* BEGIN *
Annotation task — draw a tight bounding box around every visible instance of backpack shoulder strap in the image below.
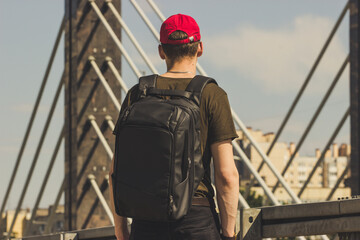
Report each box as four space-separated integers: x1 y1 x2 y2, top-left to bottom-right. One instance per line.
185 75 217 106
139 74 158 98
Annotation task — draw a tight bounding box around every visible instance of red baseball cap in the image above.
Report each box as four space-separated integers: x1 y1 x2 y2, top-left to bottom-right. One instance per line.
160 14 201 45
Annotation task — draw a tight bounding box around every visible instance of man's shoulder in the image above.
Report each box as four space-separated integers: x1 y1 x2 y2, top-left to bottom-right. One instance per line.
202 79 227 99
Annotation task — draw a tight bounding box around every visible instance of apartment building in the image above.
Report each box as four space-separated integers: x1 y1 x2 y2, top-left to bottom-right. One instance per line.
237 128 351 202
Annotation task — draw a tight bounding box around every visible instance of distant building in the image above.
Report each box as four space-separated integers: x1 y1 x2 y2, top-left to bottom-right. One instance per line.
0 205 64 239
237 128 351 202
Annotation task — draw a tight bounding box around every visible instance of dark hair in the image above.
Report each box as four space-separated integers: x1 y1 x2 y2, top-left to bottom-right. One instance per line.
161 30 199 62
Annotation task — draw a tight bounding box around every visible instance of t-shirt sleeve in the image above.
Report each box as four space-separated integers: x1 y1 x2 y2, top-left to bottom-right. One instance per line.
208 87 238 144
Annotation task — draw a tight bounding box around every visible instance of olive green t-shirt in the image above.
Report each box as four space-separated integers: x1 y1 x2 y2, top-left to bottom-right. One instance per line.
117 76 237 197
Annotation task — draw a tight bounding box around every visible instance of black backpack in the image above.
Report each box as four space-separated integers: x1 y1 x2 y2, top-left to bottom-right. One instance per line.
112 75 216 221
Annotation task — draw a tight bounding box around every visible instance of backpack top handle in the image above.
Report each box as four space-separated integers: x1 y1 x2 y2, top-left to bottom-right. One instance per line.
139 74 217 106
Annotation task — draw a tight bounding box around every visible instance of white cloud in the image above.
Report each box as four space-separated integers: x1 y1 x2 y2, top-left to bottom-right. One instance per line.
206 15 346 93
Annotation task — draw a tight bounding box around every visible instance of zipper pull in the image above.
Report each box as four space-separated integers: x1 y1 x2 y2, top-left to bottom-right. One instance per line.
169 195 174 216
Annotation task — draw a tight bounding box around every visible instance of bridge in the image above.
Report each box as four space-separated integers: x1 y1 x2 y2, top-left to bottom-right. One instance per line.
0 0 360 239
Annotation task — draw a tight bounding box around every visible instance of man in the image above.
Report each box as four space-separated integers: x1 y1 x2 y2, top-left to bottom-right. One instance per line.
110 14 239 240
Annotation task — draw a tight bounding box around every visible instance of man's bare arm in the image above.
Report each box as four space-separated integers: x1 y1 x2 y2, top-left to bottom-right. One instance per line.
211 140 239 237
109 158 129 240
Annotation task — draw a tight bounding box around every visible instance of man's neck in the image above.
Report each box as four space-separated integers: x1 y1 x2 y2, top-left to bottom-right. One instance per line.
161 57 197 78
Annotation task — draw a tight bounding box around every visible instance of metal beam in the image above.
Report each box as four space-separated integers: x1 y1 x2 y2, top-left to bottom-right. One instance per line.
64 0 121 230
88 56 121 112
88 115 114 160
44 179 65 234
349 0 360 195
105 0 158 73
272 55 349 192
298 107 350 197
8 72 64 236
23 127 64 236
105 57 129 93
88 174 114 225
88 0 142 78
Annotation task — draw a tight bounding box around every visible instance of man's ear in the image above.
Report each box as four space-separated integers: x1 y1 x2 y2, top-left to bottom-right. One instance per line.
197 42 204 57
158 44 165 60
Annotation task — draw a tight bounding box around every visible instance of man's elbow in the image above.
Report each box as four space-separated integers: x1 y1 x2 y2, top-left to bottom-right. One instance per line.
216 168 239 187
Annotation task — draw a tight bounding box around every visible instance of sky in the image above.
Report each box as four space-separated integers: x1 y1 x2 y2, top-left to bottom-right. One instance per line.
0 0 350 209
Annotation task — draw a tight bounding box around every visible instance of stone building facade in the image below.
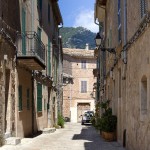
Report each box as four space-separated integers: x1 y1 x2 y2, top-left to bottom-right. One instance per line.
63 48 96 122
0 0 63 145
95 0 150 150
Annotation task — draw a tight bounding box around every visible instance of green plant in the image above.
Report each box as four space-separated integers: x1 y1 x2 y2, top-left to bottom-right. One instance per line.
57 114 64 128
97 100 117 132
91 116 95 126
0 136 4 146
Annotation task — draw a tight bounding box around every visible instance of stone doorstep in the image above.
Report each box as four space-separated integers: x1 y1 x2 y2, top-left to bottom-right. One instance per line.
5 132 11 139
5 137 21 145
42 128 56 134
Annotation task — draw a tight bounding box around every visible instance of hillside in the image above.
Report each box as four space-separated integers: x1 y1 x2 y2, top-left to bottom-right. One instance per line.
60 27 96 49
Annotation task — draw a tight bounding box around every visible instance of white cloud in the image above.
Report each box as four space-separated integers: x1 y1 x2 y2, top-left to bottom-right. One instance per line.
73 9 98 33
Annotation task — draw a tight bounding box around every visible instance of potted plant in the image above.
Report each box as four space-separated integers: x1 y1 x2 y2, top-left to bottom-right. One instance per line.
99 100 117 141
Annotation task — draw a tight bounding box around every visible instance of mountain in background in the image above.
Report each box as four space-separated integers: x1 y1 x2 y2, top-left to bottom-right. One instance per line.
60 27 96 49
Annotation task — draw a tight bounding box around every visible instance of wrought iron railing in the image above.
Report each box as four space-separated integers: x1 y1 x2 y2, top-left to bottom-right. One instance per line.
17 31 45 64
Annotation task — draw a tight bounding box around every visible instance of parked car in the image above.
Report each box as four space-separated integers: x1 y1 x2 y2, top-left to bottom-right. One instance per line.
81 111 94 125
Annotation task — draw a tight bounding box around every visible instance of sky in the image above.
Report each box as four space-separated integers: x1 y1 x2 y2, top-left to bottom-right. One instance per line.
58 0 98 33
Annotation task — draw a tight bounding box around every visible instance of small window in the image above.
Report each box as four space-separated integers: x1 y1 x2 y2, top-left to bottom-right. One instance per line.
140 0 146 18
18 85 22 111
37 0 42 11
81 81 87 93
141 76 147 115
118 0 121 43
48 4 50 22
27 89 30 110
37 83 42 112
81 60 86 69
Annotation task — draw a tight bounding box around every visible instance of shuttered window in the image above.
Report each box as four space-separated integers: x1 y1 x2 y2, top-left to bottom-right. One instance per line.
37 0 42 11
81 60 86 69
37 83 42 112
18 85 22 111
81 81 87 93
22 8 26 55
118 0 121 43
37 27 42 40
140 0 146 18
27 89 30 110
47 38 51 75
48 4 50 22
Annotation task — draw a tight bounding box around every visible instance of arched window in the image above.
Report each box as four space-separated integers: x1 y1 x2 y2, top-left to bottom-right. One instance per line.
141 76 147 115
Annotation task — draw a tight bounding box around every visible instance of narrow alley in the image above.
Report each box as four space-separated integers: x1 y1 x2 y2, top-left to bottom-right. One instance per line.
0 123 124 150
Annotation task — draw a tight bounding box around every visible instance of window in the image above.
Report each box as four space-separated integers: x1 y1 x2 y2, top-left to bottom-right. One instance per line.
81 81 87 93
47 38 51 75
48 4 50 22
141 76 147 115
140 0 146 18
81 60 86 69
27 89 30 110
37 83 42 112
118 69 121 98
37 27 42 40
18 85 22 111
22 8 26 55
118 0 121 43
37 0 42 11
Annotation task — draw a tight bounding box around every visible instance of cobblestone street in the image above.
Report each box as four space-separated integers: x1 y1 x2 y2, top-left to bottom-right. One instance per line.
0 123 124 150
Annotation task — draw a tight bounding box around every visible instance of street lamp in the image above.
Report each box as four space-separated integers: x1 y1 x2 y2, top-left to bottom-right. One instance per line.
95 32 116 54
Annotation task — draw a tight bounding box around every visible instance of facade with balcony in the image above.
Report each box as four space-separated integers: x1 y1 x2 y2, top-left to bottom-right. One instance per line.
0 0 63 144
63 48 96 122
95 0 150 150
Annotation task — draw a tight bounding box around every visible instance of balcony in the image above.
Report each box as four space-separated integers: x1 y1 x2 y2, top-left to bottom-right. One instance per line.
94 48 98 58
98 0 107 6
93 69 100 77
17 32 45 70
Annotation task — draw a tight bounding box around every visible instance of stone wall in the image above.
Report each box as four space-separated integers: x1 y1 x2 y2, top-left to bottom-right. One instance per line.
105 0 150 150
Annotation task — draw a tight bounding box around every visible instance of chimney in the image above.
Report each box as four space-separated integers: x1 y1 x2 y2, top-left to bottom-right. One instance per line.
85 43 89 50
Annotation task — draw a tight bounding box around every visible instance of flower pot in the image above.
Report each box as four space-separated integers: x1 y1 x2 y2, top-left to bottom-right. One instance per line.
102 131 115 142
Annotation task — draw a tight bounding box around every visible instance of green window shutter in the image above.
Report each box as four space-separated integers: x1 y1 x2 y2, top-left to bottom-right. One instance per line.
22 8 26 55
27 89 30 110
18 85 22 111
47 38 51 75
37 83 42 112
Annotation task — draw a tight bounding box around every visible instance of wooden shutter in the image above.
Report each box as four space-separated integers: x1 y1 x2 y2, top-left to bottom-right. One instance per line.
37 27 42 41
140 0 146 18
81 60 86 69
18 85 22 111
27 89 30 110
37 83 42 112
22 8 26 55
47 38 51 75
81 81 87 93
48 4 50 22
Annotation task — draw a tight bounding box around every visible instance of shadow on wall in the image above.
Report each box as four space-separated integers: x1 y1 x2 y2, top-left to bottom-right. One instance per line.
72 125 124 150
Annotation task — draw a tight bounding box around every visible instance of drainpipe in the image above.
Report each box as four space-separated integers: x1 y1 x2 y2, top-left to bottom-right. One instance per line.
31 71 34 136
123 0 127 64
57 24 63 113
31 0 34 136
31 0 34 31
122 0 127 79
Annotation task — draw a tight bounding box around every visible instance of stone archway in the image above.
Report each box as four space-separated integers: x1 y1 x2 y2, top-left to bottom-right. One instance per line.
77 103 90 122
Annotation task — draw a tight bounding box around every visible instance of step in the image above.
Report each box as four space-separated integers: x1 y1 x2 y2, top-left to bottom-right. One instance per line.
42 128 56 134
5 137 21 145
5 132 11 139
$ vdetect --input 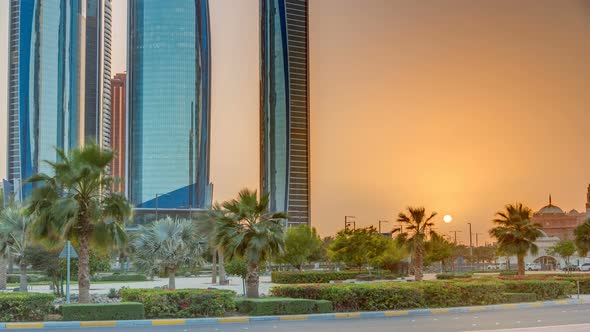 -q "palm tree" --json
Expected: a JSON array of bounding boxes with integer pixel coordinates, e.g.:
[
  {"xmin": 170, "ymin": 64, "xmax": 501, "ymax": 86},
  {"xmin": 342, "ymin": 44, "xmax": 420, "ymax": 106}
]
[
  {"xmin": 28, "ymin": 142, "xmax": 131, "ymax": 303},
  {"xmin": 215, "ymin": 189, "xmax": 287, "ymax": 297},
  {"xmin": 0, "ymin": 205, "xmax": 31, "ymax": 292},
  {"xmin": 574, "ymin": 218, "xmax": 590, "ymax": 257},
  {"xmin": 397, "ymin": 206, "xmax": 436, "ymax": 281},
  {"xmin": 133, "ymin": 217, "xmax": 205, "ymax": 289},
  {"xmin": 490, "ymin": 203, "xmax": 543, "ymax": 276}
]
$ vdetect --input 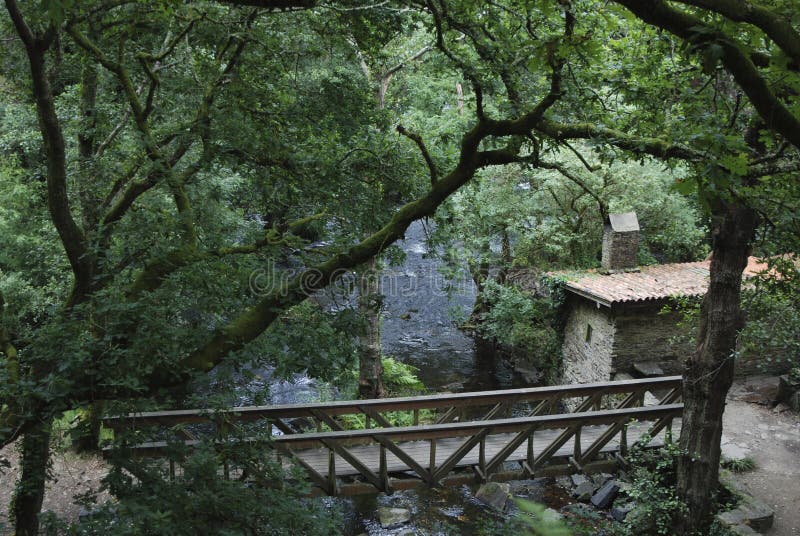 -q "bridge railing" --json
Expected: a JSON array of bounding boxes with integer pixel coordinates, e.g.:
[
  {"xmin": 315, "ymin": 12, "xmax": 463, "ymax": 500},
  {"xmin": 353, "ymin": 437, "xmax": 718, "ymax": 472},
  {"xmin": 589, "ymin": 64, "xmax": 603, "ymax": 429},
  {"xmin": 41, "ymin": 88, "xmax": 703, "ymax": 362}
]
[
  {"xmin": 106, "ymin": 376, "xmax": 683, "ymax": 495},
  {"xmin": 104, "ymin": 376, "xmax": 681, "ymax": 439}
]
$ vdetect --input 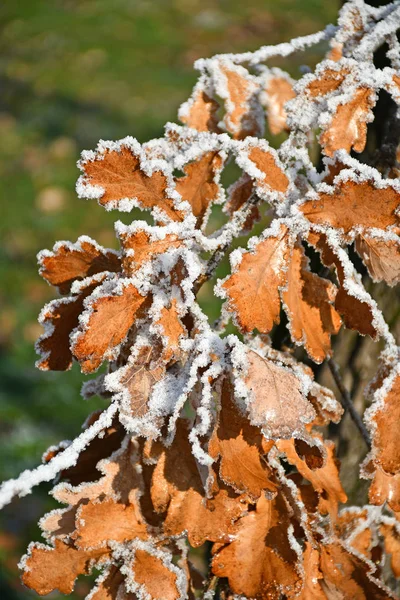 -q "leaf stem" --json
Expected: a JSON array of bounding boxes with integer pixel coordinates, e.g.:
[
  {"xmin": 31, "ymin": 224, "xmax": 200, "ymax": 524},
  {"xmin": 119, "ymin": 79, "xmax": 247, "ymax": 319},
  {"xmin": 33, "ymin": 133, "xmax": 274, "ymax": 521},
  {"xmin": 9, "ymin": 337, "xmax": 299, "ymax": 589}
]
[{"xmin": 327, "ymin": 358, "xmax": 371, "ymax": 450}]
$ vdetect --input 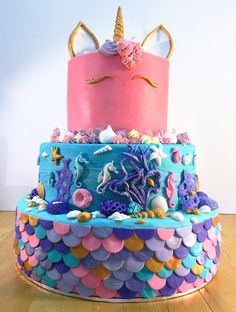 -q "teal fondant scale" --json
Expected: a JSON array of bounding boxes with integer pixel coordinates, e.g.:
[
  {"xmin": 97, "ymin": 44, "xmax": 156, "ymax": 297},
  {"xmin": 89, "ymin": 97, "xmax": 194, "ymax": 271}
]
[{"xmin": 39, "ymin": 143, "xmax": 195, "ymax": 211}]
* END *
• [JOB] Copy out the part of the data that opens with the line containing "shoulder in the image above." and closes with the line containing "139 74 217 106", keeping every line exactly the same.

• [COMPLETED EXERCISE]
Annotation task — draw a tight bounding box around every visible instance of man's shoulder in the image above.
Report each box as four space-separated integers: x1 y1 x2 y2, top-left to bottom-right. One instance per line.
202 79 227 99
Annotation task — draw a tight bounding box around every visible instance of apartment building in the image above.
Report each box as four space-separated integers: x1 y1 x2 y2, top-left to bottom-right. One instance per line.
237 128 351 202
Annotation task — draw a tight bounding box around every visible instance of distant building in the image above.
Report each box as four space-separated integers: x1 y1 x2 y2, top-left to bottom-right. One instance per line.
0 205 64 239
237 128 351 202
Annotation task — draw a tight bounding box around every visible instance of dark hair in the image above.
Report each box as four space-separated integers: x1 y1 x2 y2, top-left to bottom-right. One instance per line.
161 30 199 62
Annotation task — draw a tight bounding box around every visible instance of t-shirt sleeve in the image above.
Report each box as four space-separated integers: x1 y1 x2 y2, top-left to bottom-right. One instance per line.
208 87 238 144
Annotation task — draw a tight bounding box around every visible instance of olive green t-shirt in the image above.
Report each box as four space-separated integers: x1 y1 x2 y2, top-left to bottom-right. One instance per line.
117 76 237 197
Annotation task — draw a tight bounding box around every visible instance of black backpack in the image above.
Report each box as four space-separated integers: x1 y1 x2 y2, top-left to bottom-right. One instance per line.
112 75 216 221
Annotation task — draw a tight bounding box around every visible instance of backpack top handle in the image above.
Report each box as four space-separated integers: x1 y1 x2 y2, top-left to bottom-right. One instance per line.
139 74 217 106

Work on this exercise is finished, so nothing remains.